_DESCRIPTION OF THE TASK_. Count the lines below that contain the word "pitched" and report only that number.

_STORED ROWS_.
● ● ● ●

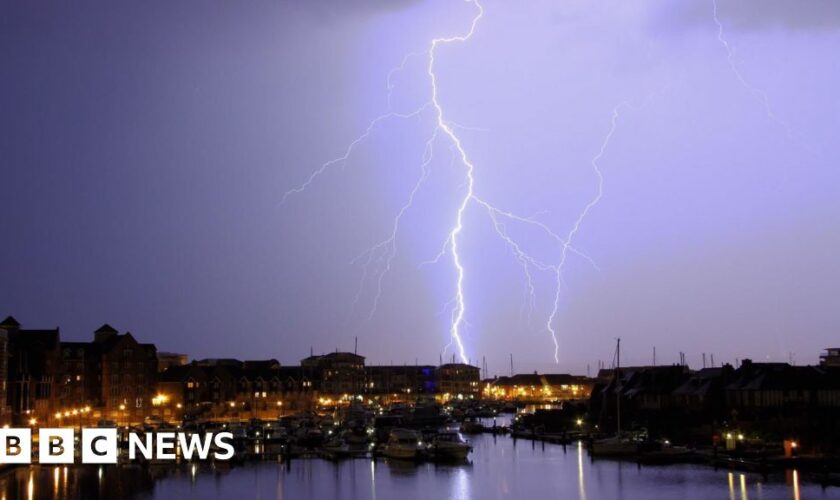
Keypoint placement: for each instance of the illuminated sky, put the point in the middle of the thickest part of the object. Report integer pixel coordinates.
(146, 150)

● ● ● ●

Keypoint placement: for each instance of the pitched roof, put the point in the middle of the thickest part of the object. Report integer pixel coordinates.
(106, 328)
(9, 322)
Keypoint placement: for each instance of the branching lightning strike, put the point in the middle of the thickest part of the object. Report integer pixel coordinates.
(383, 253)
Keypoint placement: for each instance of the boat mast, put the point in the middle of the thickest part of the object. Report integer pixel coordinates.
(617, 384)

● ● ● ●

_RESULT OF THIS EXERCISE_. 1